= Required task =
Copy the lines from the one containing "The label file claims the tree bark" through the one containing "0 4 1280 844", inclusive, replacing "label file" with "annotation file" and leaving everything else unchanged.

= Given records =
begin

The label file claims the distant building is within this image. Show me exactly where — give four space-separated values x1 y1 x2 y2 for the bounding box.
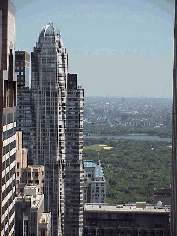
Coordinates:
0 0 17 236
84 203 170 236
15 131 28 194
84 160 106 204
153 188 171 205
15 185 51 236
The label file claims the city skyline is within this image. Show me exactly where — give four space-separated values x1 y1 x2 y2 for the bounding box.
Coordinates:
14 0 174 98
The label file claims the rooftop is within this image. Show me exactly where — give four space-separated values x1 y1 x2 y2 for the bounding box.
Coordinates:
39 21 61 37
84 204 170 214
84 160 105 181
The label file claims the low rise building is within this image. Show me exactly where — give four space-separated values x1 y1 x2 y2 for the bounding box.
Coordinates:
84 203 170 236
84 160 106 204
15 185 51 236
153 188 171 205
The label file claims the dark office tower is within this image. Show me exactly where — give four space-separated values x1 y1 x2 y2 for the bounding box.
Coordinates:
15 51 32 164
63 74 84 235
170 0 177 236
30 23 83 236
15 51 30 89
0 0 16 235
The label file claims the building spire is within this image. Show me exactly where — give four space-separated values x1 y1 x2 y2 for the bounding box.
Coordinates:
171 0 177 236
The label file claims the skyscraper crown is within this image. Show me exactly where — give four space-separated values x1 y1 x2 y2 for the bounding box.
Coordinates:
39 21 61 38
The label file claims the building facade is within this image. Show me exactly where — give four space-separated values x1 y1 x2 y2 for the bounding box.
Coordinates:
0 0 16 235
29 22 84 236
15 185 51 236
15 51 33 164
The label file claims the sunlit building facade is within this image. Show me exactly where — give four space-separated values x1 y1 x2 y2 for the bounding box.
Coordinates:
30 22 84 236
0 0 16 235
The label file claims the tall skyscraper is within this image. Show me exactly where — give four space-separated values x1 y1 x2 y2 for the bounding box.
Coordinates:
170 0 177 236
15 51 32 164
0 0 16 235
27 22 84 236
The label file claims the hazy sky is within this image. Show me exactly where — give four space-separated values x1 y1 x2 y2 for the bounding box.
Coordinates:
13 0 174 97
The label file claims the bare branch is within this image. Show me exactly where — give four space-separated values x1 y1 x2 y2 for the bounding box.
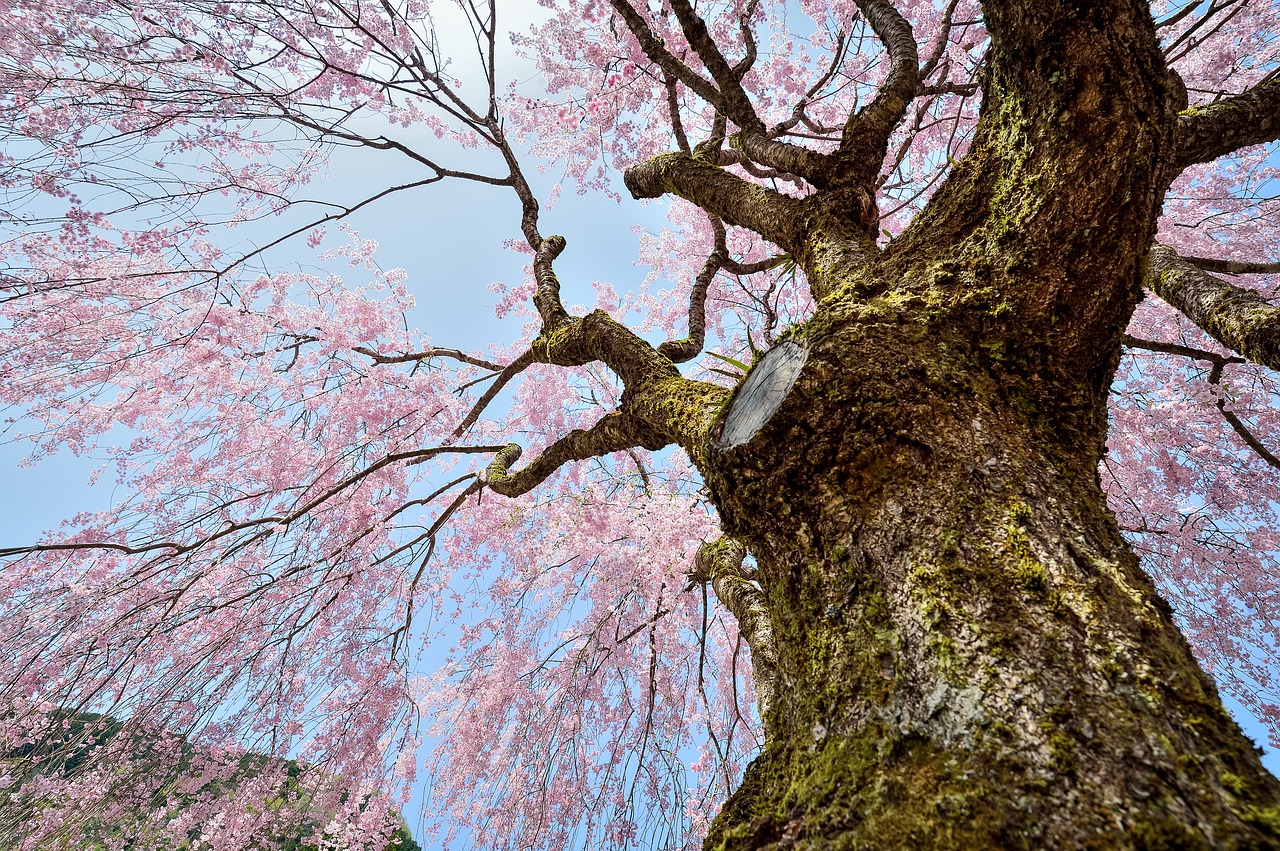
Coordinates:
534 235 568 330
623 154 804 252
355 346 502 372
485 411 666 497
669 0 764 134
1121 334 1280 470
658 216 728 363
1147 243 1280 370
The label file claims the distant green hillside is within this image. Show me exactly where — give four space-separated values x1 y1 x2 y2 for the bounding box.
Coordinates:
0 713 421 851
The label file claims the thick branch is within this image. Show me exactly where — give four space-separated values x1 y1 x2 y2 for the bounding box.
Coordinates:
671 0 764 133
534 235 568 330
1147 243 1280 370
1174 70 1280 170
609 0 721 106
658 216 728 363
838 0 920 184
1183 255 1280 275
728 133 833 188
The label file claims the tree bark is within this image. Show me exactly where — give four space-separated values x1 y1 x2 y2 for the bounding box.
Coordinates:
667 3 1280 850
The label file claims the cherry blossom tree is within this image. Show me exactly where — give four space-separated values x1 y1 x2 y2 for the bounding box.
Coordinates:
0 0 1280 850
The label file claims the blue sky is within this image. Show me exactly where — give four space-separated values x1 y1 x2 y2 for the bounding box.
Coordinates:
0 4 1280 844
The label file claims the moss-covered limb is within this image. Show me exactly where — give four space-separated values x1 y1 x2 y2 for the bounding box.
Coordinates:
689 536 777 715
728 132 835 188
658 216 728 363
485 411 667 497
623 152 805 253
700 289 1280 851
836 0 920 187
1146 243 1280 370
534 235 568 330
599 0 721 105
1181 255 1280 275
1174 70 1280 171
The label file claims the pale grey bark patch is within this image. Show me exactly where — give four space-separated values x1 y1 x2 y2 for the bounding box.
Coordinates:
716 340 809 449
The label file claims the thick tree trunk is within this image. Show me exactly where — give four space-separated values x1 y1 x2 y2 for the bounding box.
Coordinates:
700 3 1280 850
707 303 1280 848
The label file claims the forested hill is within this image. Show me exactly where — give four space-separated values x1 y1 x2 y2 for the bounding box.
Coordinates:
0 713 421 851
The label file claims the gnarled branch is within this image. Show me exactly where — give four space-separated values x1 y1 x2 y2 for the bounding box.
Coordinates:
1174 70 1280 170
1147 243 1280 370
623 152 804 253
837 0 920 184
689 536 778 717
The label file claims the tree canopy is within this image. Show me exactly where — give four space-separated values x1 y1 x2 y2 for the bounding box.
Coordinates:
0 0 1280 848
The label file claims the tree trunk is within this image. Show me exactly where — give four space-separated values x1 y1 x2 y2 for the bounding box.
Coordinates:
700 3 1280 850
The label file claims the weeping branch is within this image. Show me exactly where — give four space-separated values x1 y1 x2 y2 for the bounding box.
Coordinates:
1174 69 1280 170
485 411 667 497
1121 334 1280 470
689 536 778 717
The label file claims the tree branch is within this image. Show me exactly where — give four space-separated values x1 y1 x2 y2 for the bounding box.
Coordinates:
689 536 778 717
609 0 721 106
669 0 764 134
1121 334 1280 470
1147 243 1280 370
1174 69 1280 170
484 411 667 497
658 216 728 363
1181 255 1280 275
623 152 804 253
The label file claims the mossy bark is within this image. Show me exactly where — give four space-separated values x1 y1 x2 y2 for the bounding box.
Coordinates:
680 3 1280 850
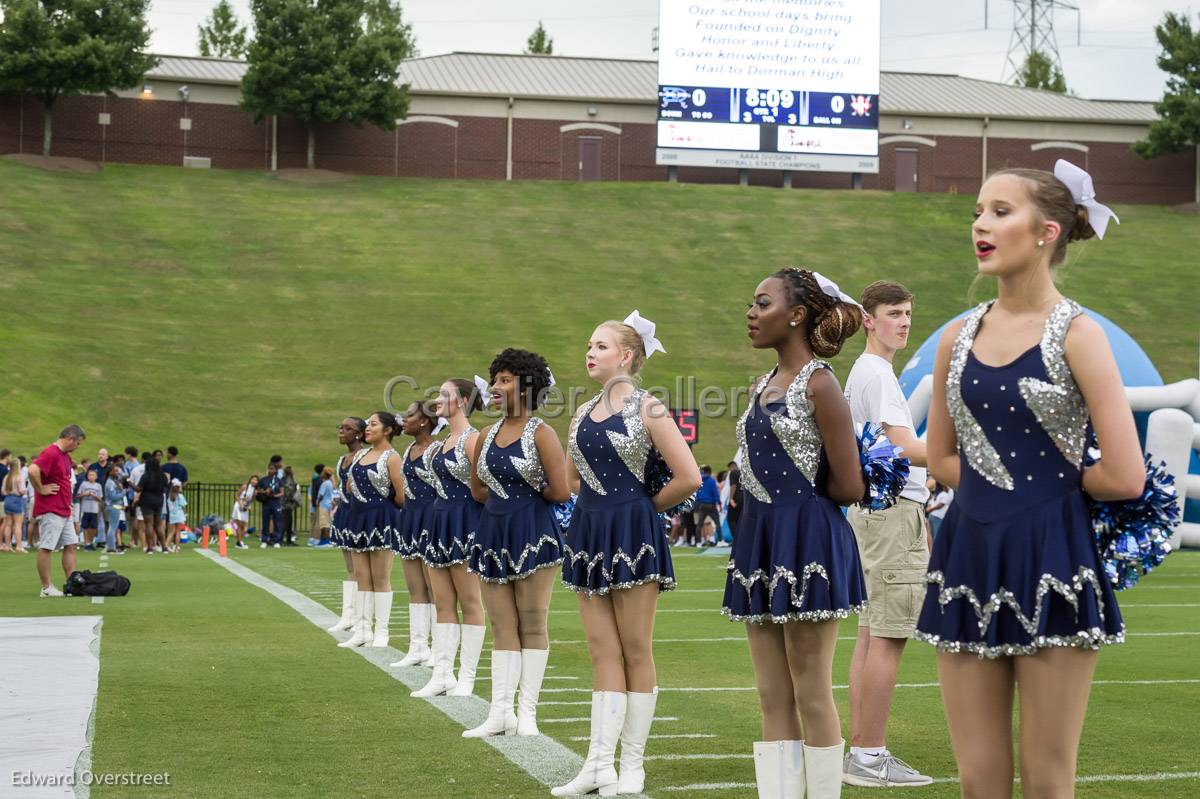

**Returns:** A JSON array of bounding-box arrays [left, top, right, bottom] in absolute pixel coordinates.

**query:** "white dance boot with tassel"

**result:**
[[462, 649, 522, 738], [337, 591, 374, 649], [446, 624, 487, 696], [617, 687, 659, 793], [409, 623, 458, 698]]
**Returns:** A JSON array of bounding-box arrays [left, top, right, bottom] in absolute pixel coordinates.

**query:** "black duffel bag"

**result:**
[[62, 570, 130, 596]]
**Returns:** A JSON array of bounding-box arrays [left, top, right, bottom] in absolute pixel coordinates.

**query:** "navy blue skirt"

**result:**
[[467, 498, 563, 583], [421, 499, 480, 569], [338, 501, 401, 552], [913, 491, 1124, 657], [394, 499, 433, 560], [721, 493, 866, 624], [563, 497, 676, 595]]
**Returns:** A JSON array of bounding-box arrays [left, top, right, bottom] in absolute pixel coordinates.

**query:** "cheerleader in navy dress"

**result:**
[[391, 402, 442, 667], [721, 359, 866, 624], [337, 410, 404, 647], [326, 416, 367, 632], [914, 161, 1146, 797], [551, 311, 700, 797], [463, 348, 570, 738], [721, 268, 866, 799], [413, 378, 486, 697], [916, 300, 1124, 657]]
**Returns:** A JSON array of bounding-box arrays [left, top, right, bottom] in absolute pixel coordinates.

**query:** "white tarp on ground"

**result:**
[[0, 611, 101, 799]]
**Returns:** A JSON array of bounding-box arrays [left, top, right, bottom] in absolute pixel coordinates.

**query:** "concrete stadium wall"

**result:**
[[0, 89, 1196, 204]]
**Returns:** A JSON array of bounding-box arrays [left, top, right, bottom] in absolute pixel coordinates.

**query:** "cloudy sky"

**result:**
[[150, 0, 1180, 100]]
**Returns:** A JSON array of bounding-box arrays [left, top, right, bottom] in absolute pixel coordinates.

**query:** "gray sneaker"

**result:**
[[841, 752, 934, 788]]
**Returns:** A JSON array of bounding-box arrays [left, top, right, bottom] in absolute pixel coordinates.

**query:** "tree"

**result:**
[[198, 0, 246, 59], [241, 0, 415, 169], [0, 0, 157, 156], [526, 19, 554, 55], [1016, 50, 1067, 95], [1133, 12, 1200, 158]]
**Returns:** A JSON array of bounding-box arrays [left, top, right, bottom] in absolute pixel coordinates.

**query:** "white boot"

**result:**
[[617, 689, 659, 793], [517, 649, 550, 735], [388, 602, 433, 668], [367, 591, 392, 647], [804, 741, 846, 799], [460, 649, 521, 738], [337, 591, 374, 649], [754, 740, 804, 799], [446, 624, 487, 696], [325, 579, 359, 632], [550, 691, 625, 797], [409, 623, 458, 698]]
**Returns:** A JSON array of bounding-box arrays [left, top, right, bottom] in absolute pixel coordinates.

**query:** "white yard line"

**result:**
[[196, 549, 638, 799]]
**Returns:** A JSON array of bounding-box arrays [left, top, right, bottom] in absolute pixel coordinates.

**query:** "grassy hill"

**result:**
[[0, 161, 1200, 480]]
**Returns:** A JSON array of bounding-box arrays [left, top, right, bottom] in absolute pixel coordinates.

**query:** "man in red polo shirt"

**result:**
[[29, 425, 86, 596]]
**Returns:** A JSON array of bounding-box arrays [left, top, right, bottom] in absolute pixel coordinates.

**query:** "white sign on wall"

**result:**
[[658, 0, 880, 173]]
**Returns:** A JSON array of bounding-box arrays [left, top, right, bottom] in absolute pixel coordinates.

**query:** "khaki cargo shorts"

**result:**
[[848, 497, 929, 638]]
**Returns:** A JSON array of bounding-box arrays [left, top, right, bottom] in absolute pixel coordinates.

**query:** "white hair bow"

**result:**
[[475, 374, 492, 408], [625, 311, 667, 358], [812, 272, 863, 308], [1054, 158, 1121, 239]]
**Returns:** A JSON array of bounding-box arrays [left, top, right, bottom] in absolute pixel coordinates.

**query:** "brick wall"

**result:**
[[0, 94, 1196, 204]]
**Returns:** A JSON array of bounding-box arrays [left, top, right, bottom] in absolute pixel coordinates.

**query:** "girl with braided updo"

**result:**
[[721, 263, 866, 799]]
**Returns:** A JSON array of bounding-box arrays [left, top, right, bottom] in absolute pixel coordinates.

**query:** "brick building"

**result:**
[[0, 53, 1200, 204]]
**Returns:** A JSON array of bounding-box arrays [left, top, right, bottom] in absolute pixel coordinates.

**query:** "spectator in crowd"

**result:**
[[0, 450, 25, 552], [725, 461, 742, 537], [256, 455, 283, 549], [29, 425, 86, 596], [695, 463, 721, 546], [71, 458, 91, 537], [313, 463, 334, 548], [162, 445, 187, 491], [125, 446, 146, 549], [233, 474, 258, 549], [282, 465, 304, 547], [925, 477, 954, 541], [308, 463, 325, 547], [133, 452, 167, 554], [104, 467, 125, 554], [163, 471, 187, 552], [78, 467, 104, 552]]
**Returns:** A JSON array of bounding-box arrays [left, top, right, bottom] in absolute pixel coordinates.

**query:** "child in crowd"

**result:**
[[167, 480, 187, 552], [78, 469, 104, 551]]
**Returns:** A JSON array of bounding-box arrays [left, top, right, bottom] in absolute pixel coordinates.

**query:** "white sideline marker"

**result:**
[[196, 549, 638, 799]]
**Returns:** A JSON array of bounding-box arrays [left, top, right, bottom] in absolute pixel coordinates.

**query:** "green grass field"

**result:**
[[0, 160, 1200, 481], [0, 547, 1200, 799]]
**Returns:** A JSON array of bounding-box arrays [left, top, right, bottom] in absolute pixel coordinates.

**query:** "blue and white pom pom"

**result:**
[[550, 494, 577, 531], [644, 449, 696, 530], [857, 422, 910, 511], [1084, 447, 1180, 591]]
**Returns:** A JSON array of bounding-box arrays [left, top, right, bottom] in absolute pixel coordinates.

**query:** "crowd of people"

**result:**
[[16, 162, 1146, 799]]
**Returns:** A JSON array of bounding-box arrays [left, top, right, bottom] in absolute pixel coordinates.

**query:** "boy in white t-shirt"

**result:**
[[842, 281, 932, 787]]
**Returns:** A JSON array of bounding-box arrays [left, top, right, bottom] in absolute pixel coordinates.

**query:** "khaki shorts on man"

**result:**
[[848, 497, 929, 638]]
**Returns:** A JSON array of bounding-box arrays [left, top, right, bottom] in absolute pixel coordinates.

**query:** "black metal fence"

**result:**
[[184, 482, 312, 536]]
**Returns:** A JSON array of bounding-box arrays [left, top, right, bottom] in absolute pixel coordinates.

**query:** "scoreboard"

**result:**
[[656, 0, 880, 173]]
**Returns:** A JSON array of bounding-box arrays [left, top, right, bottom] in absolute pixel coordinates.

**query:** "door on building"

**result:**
[[578, 136, 600, 180], [896, 148, 917, 192]]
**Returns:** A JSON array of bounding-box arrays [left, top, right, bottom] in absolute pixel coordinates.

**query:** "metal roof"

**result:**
[[146, 53, 1158, 124]]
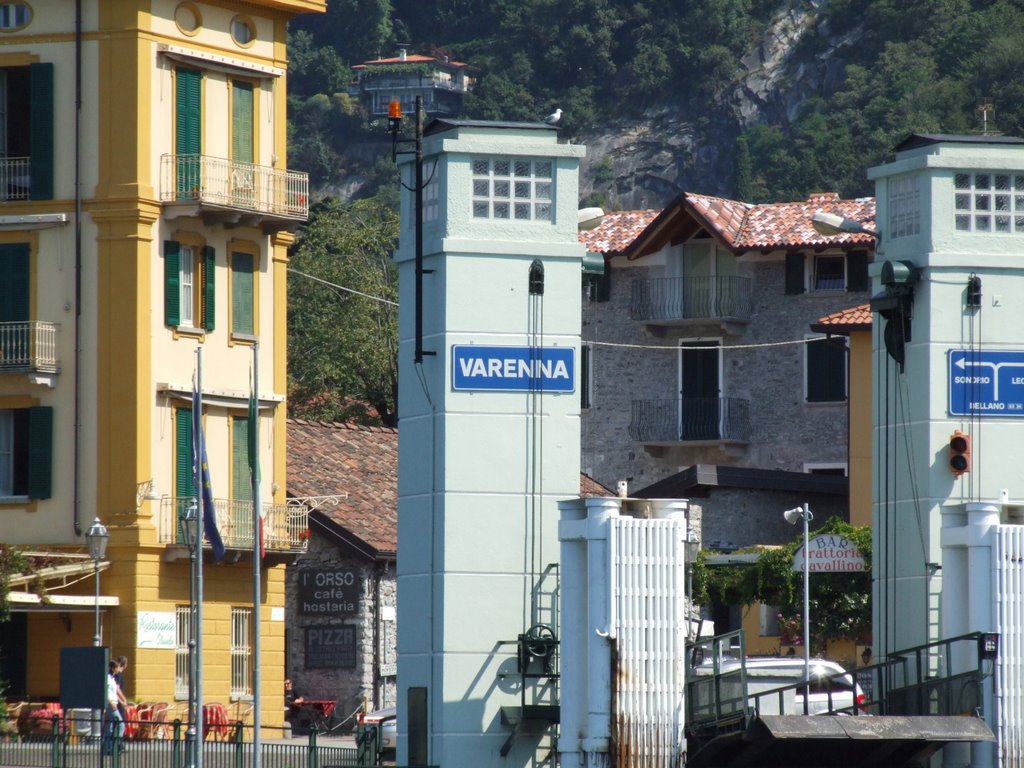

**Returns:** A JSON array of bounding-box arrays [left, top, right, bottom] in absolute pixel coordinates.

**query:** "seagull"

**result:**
[[544, 109, 562, 125]]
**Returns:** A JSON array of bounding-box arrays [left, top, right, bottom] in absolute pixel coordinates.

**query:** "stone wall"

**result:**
[[286, 531, 397, 731]]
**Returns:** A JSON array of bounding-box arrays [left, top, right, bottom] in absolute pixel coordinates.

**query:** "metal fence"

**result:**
[[0, 718, 358, 768]]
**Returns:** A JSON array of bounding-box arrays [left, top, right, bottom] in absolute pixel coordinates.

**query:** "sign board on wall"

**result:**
[[306, 627, 355, 670], [299, 568, 362, 616], [452, 344, 575, 392], [135, 610, 177, 648], [793, 534, 867, 573]]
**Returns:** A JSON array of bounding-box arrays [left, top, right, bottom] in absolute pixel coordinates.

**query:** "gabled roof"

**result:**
[[288, 419, 612, 560], [610, 193, 874, 259], [580, 210, 659, 258], [811, 304, 871, 336]]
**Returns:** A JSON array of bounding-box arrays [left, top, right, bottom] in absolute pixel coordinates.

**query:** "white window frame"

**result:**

end

= Result =
The annotation file claims the tree bark is within this image. Show me exactly where — give four space-separated values x1 y1 x2 y2 for the bounding box.
Coordinates:
667 3 1280 850
The annotation file claims the cherry blossom tree is within this image. Show me exactly where — give four space-separated values x1 y1 x2 y2 for the bounding box.
Coordinates:
0 0 1280 850
The annotation file claims the blue sky is within this image. Show me exactly where — give four space-separated values x1 y1 x2 y2 for the bounding box.
Coordinates:
0 4 1280 844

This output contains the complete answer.